Exercise directions — Take the part that opens with the line containing "[detect] electrical wire" and runs through the end of the records, and substitute "plastic tarp" for "tarpaulin sheet". Reproduce those lines with all else unchanged.
* Begin Record list *
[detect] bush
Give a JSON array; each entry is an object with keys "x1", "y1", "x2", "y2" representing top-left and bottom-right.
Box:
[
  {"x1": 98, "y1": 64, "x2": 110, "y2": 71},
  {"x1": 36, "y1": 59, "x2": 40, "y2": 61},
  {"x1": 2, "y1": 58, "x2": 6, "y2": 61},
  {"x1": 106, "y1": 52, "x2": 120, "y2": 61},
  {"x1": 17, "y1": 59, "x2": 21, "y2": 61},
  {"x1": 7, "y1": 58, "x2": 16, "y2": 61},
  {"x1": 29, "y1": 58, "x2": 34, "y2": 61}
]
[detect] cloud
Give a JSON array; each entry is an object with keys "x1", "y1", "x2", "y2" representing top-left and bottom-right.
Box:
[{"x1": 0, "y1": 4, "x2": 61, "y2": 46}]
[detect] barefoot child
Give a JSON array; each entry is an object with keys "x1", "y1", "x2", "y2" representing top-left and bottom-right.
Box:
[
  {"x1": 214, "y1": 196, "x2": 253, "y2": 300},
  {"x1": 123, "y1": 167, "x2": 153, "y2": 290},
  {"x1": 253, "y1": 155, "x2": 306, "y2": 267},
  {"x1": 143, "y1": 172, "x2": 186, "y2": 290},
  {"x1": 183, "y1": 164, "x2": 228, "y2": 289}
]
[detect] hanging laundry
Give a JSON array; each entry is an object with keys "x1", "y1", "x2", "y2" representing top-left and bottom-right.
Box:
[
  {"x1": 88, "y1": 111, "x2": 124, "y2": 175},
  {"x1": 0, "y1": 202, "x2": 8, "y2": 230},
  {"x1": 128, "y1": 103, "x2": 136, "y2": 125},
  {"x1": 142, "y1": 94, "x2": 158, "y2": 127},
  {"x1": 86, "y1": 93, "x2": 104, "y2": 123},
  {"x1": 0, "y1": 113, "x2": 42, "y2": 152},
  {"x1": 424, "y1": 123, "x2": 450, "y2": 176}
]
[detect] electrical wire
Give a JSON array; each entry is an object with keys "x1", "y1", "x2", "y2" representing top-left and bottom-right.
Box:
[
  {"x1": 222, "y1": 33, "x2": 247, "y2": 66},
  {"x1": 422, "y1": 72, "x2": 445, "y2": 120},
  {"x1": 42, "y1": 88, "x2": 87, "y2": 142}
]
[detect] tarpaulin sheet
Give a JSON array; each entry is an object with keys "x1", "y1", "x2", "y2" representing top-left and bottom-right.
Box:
* End Record list *
Answer to this exercise —
[detect] electrical wire
Give a JSON array; each entry is an object with keys "x1", "y1", "x2", "y2" representing top-left and bottom-right.
Box:
[
  {"x1": 222, "y1": 33, "x2": 247, "y2": 66},
  {"x1": 422, "y1": 72, "x2": 445, "y2": 120},
  {"x1": 42, "y1": 88, "x2": 87, "y2": 142}
]
[detect] plastic tarp
Give a JSON array; each entry is an object with keys "x1", "y1", "x2", "y2" representing top-left and bottom-right.
Box:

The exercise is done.